### WHAT TO WORK ON
Please carry on the guide to the Complete Journey grocery dataset from the point where it stops.

### SOURCE DOCUMENT
Dataset Overview¶
The Complete Journey dataset provides a comprehensive view of grocery shopping behavior through eight interconnected datasets. This guide details each dataset's structure, key variables, and important considerations.
⚠️ Educational Data Notice
This package contains simulated data for educational purposes only. The data structure is based on real grocery shopping patterns, but all transaction records, household information, and shopping behaviors are artificially generated. This data is intended for learning data analysis techniques, not for research or commercial applications.
# Import required libraries and load data
import pandas as pd
import numpy as np
from completejourney_py import get_data
# Set display options for better output
pd.set_option('display.max_columns', None)
pd.set_option('display.width', None)
# Load all datasets
print("Loading Complete Journey datasets...")
data = get_data()
print(f"✅ Loaded {len(data)} datasets successfully!")
print(f"Available datasets: {list(data.keys())}")
Loading Complete Journey datasets... ✅ Loaded 8 datasets successfully! Available datasets: ['campaign_descriptions', 'coupons', 'promotions', 'campaigns', 'demographics', 'transactions', 'coupon_redemptions', 'products']
Core Transaction Data¶
Transactions¶
The heart of the Complete Journey dataset, containing individual product purchases from real grocery shopping trips. Each record represents a single product purchase within a shopping basket, capturing the complete transaction history including pricing, discounts, and timing.
📝 Understanding Sales Value
The
sales_valuevariable represents the amount of dollars received by the retailer on the sale of the specific product, taking the coupon match and loyalty card discount into account. It is not the actual price paid by the customer. If a customer uses a coupon, the actual price paid will be less than thesales_valuebecause the manufacturer issuing the coupon will reimburse the retailer for the amount of the coupon.To calculate actual product prices, use these formulas:
- Loyalty card price = (
sales_value- (retail_disc+coupon_match_disc)) /quantity- Non-loyalty card price = (
sales_value-coupon_match_disc) /quantity
Dataset Size: 1,469,307 records representing individual product purchases
# Load and examine transactions dataset structure
transactions = data["transactions"]
print("=== TRANSACTIONS DATASET ===")

### RECORDS SUPPLIED
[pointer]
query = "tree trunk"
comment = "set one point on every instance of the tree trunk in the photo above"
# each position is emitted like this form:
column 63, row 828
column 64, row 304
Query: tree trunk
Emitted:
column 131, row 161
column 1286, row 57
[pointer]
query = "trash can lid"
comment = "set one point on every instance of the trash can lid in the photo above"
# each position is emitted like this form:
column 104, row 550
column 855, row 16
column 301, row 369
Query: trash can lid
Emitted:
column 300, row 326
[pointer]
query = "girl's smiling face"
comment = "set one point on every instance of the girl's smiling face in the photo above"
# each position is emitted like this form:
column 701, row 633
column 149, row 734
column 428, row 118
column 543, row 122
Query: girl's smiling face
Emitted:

### ANSWER TO THIS TASK
print(f"Shape: {transactions.shape}")
print(f"\nSample data (first 5 rows):")
display(transactions.head())
=== TRANSACTIONS DATASET === Shape: (1469307, 11) Sample data (first 5 rows):
| household_id | store_id | basket_id | product_id | quantity | sales_value | retail_disc | coupon_disc | coupon_match_disc | week | transaction_timestamp | |
|---|---|---|---|---|---|---|---|---|---|---|---|
| 0 | 900 | 330 | 31198570044 | 1095275 | 1 | 0.50 | 0.00 | 0.0 | 0.0 | 1 | 2017-01-01 11:53:26 |
| 1 | 900 | 330 | 31198570047 | 9878513 | 1 | 0.99 | 0.10 | 0.0 | 0.0 | 1 | 2017-01-01 12:10:28 |
| 2 | 1228 | 406 | 31198655051 | 1041453 | 1 | 1.43 | 0.15 | 0.0 | 0.0 | 1 | 2017-01-01 12:26:30 |
| 3 | 906 | 319 | 31198705046 | 1020156 | 1 | 1.50 | 0.29 | 0.0 | 0.0 | 1 | 2017-01-01 12:30:27 |
| 4 | 906 | 319 | 31198705046 | 1053875 | 2 | 2.78 | 0.80 | 0.0 | 0.0 | 1 | 2017-01-01 12:30:27 |
Key Variables:
| Column | Data Type | Description |
|---|---|---|
household_id |
int64 | Household identifier |
store_id |
int64 | Store location identifier |
basket_id |
int64 | Unique shopping trip identifier |
product_id |
int64 | Product identifier |
quantity |
int64 | Number of items purchased |
sales_value |
float64 | Dollar amount received by retailer |
retail_disc |
float64 | Retail discount applied |
coupon_disc |
float64 | Coupon discount applied |
coupon_match_disc |
float64 | Coupon match discount |
week |
int64 | Week number (1-53) |
transaction_timestamp |
datetime64[ns] | Date and time of purchase |
Common Use Cases:
- Market basket analysis
- Customer lifetime value calculation
- Shopping frequency analysis
- Seasonal trend identification
- Price elasticity studies
Demographics¶
Comprehensive household-level demographic profiles that enable sophisticated customer segmentation and behavioral analysis. This dataset captures key socioeconomic indicators including age, income, family composition, and homeownership status.
Dataset Size: 801 records representing unique households
# Load and examine demographics dataset structure
demographics = data["demographics"]
print("=== DEMOGRAPHICS DATASET ===")
print(f"Shape: {demographics.shape}")
print(f"\nSample data (first 5 rows):")
display(demographics.head())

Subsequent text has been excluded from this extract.